▸ **HOW TO COMPLETE THIS TASK**: Start at the line in the entries below that contains "positive clicks: (92, 86) (125, 81)", stop at the line that contains "positive clicks: (292, 103) (289, 106)", and output exactly the lines in that span, both ends included.

=== RECORDS FOR PROCESSING ===

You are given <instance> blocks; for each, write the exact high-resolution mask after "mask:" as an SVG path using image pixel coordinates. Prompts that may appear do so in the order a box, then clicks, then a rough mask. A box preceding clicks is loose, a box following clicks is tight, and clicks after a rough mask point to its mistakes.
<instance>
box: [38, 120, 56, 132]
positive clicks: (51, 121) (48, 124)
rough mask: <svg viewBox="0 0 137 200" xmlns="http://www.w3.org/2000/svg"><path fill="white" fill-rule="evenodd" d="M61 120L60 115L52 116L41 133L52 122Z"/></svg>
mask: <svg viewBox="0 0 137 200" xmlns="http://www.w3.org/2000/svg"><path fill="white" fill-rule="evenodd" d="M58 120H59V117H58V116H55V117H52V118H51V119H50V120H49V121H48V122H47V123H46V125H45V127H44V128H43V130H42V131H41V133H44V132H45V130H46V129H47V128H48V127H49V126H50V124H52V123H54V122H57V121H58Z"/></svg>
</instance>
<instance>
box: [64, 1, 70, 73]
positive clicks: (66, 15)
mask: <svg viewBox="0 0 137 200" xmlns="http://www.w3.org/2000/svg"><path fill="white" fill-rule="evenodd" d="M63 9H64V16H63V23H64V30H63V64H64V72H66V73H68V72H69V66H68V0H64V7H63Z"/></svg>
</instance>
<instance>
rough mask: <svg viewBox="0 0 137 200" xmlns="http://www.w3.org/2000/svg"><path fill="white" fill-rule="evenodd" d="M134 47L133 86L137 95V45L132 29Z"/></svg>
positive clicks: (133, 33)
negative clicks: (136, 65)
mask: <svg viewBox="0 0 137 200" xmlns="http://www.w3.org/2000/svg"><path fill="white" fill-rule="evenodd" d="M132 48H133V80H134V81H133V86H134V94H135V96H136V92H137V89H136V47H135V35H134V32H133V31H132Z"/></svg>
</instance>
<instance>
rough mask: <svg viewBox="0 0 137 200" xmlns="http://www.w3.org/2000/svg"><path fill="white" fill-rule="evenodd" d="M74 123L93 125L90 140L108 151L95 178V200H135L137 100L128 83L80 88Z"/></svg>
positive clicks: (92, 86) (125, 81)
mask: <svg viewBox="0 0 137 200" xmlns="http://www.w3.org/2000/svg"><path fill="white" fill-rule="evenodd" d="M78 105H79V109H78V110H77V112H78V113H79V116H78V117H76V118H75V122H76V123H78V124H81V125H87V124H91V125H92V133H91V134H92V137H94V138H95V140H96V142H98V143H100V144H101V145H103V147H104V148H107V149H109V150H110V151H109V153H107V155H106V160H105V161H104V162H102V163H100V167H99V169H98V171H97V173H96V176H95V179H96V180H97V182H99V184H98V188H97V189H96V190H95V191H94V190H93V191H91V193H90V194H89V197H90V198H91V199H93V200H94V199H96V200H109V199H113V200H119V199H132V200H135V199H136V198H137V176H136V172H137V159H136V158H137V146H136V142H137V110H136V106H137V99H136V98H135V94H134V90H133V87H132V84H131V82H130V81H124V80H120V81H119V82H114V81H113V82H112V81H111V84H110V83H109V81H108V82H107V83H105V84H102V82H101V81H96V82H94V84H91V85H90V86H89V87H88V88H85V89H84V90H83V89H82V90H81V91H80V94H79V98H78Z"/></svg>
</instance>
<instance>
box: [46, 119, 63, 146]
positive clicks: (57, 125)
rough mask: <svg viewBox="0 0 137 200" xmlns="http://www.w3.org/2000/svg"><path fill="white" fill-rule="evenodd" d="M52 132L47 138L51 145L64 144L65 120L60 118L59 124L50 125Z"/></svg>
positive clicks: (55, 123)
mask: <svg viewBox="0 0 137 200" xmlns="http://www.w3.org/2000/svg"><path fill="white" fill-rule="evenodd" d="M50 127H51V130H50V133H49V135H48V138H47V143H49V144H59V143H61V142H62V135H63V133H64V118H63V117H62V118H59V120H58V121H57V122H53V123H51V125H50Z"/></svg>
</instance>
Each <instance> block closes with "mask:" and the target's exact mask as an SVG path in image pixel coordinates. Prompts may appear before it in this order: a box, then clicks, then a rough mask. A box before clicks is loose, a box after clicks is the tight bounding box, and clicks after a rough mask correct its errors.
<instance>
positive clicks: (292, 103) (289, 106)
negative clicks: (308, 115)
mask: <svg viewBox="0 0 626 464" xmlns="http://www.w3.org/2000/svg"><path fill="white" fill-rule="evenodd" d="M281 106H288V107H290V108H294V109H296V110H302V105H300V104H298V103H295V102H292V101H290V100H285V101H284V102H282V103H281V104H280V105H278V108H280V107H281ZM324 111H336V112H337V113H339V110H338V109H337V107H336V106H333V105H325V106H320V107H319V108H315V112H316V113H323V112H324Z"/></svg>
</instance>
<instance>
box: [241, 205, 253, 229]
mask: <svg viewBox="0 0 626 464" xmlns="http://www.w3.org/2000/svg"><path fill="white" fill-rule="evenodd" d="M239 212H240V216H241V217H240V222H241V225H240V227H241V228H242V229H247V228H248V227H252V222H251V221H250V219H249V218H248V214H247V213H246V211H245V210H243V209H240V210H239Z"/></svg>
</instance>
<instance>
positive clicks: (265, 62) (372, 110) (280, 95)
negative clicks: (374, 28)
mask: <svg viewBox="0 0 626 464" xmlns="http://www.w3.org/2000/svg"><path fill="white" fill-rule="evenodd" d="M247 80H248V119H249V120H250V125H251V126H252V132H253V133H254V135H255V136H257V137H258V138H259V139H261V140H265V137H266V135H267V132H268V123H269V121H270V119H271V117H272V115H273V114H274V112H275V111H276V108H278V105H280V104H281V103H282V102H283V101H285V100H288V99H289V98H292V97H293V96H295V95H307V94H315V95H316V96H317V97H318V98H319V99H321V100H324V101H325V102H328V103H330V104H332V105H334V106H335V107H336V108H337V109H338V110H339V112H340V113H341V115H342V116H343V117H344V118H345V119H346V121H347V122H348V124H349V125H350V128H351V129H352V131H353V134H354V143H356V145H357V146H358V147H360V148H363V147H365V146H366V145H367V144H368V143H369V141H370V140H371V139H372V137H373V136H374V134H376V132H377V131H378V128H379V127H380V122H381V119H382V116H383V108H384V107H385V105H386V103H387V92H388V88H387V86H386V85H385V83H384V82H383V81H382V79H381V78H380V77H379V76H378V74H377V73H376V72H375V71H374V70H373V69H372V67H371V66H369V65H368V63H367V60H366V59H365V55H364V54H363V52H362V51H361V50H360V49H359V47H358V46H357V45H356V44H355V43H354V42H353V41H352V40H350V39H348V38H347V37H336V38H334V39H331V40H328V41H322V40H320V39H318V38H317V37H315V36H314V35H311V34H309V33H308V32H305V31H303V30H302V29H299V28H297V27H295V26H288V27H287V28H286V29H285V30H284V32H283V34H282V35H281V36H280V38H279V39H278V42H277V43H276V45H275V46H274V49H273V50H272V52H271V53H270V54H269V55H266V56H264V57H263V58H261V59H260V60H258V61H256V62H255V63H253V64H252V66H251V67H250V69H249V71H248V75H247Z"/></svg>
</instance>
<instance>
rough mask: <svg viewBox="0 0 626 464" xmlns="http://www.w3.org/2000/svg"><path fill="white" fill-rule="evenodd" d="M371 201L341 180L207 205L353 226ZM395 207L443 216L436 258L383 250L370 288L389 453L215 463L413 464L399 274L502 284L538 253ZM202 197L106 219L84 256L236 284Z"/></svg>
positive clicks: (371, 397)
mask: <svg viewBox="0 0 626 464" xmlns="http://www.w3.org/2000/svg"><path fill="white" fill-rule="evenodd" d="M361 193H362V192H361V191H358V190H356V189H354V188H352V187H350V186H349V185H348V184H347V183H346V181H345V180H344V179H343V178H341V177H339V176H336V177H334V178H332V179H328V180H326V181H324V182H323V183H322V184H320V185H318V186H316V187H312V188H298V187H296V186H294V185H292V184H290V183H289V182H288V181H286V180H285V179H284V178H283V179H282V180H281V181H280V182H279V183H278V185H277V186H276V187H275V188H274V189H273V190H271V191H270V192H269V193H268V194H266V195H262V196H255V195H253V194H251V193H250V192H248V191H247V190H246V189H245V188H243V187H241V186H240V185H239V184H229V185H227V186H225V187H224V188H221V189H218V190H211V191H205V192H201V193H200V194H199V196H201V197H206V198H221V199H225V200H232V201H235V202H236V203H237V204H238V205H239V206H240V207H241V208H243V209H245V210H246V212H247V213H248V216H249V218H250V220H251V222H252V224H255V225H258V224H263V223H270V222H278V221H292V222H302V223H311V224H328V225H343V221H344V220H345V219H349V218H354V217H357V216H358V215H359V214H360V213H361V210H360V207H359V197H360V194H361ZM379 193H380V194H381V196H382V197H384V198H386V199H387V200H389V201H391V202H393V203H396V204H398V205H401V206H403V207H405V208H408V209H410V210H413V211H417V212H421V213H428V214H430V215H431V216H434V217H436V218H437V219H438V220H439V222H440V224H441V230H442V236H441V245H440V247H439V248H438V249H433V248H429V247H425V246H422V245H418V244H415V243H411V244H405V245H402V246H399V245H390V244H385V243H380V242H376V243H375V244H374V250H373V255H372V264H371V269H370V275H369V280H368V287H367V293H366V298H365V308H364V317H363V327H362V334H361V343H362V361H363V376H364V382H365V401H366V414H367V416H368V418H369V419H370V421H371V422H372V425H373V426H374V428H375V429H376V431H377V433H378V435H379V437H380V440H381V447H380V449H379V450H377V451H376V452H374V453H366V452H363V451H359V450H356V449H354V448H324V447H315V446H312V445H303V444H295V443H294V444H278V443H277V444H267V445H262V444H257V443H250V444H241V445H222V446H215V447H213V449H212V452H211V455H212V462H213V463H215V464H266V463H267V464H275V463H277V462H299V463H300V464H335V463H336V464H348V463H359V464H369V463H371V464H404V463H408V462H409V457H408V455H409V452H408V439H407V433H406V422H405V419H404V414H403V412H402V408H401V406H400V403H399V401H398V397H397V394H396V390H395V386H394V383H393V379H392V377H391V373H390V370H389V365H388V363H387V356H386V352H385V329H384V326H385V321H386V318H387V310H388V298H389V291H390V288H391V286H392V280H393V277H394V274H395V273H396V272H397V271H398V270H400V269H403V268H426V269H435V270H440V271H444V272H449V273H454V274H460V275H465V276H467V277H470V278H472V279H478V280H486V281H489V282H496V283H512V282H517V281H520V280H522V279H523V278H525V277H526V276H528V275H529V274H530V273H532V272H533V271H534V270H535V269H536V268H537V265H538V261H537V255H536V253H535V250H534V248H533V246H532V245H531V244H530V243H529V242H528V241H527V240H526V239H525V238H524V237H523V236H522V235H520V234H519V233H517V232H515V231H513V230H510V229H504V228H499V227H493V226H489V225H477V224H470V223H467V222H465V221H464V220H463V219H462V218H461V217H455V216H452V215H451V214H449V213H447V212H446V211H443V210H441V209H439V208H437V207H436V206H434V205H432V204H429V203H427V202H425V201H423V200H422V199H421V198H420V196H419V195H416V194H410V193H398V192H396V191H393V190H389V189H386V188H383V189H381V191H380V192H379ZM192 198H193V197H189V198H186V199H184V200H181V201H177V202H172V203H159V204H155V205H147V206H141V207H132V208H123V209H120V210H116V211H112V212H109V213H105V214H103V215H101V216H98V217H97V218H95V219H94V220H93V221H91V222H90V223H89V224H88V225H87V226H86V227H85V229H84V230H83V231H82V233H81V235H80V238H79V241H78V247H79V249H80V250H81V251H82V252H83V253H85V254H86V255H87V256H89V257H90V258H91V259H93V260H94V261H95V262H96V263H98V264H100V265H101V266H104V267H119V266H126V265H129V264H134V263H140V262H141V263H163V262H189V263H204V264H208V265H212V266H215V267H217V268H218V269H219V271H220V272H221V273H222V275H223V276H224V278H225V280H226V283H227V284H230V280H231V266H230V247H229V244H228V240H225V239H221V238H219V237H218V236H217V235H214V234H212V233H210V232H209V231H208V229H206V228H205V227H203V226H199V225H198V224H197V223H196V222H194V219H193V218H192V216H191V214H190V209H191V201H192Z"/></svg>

===

▸ **EXERCISE RESPONSE**:
positive clicks: (92, 86) (125, 81)
mask: <svg viewBox="0 0 137 200" xmlns="http://www.w3.org/2000/svg"><path fill="white" fill-rule="evenodd" d="M78 105H79V109H78V110H77V112H78V113H79V116H78V117H76V118H75V122H76V123H78V124H81V125H87V124H91V125H92V133H91V134H92V137H94V138H95V140H96V142H98V143H100V144H101V145H103V147H104V148H107V149H109V150H110V151H109V153H107V155H106V160H105V161H104V162H102V163H100V167H99V169H98V171H97V173H96V176H95V179H96V180H97V182H99V184H98V188H97V189H96V190H95V191H94V190H93V191H91V193H90V194H89V197H90V198H91V199H93V200H94V199H96V200H109V199H113V200H119V199H132V200H135V199H136V198H137V176H136V172H137V159H136V158H137V146H136V142H137V110H136V106H137V99H136V98H135V94H134V90H133V87H132V84H131V82H130V81H124V80H120V81H119V82H114V81H113V82H112V81H111V84H110V83H109V81H108V82H107V83H105V84H102V82H101V81H96V82H94V84H91V85H90V86H89V87H88V88H85V89H84V90H83V89H82V90H81V91H80V94H79V98H78Z"/></svg>
</instance>
<instance>
box: [46, 119, 63, 146]
positive clicks: (57, 125)
rough mask: <svg viewBox="0 0 137 200" xmlns="http://www.w3.org/2000/svg"><path fill="white" fill-rule="evenodd" d="M52 132L47 138L51 145L64 144L65 120L60 118L59 124L50 125Z"/></svg>
positive clicks: (55, 123)
mask: <svg viewBox="0 0 137 200" xmlns="http://www.w3.org/2000/svg"><path fill="white" fill-rule="evenodd" d="M50 127H51V130H50V133H49V135H48V138H47V143H49V144H59V143H61V142H62V135H63V133H64V118H63V117H62V118H59V120H58V121H57V122H53V123H51V125H50Z"/></svg>
</instance>
Each <instance> block closes with "mask:" and the target's exact mask as an SVG path in image pixel coordinates. Prompts may appear before it in this order: a box, then clicks, then a rough mask. A box before clicks is loose, a box after clicks is the tight bounding box, and clicks after a rough mask correct its errors.
<instance>
positive clicks: (292, 103) (289, 106)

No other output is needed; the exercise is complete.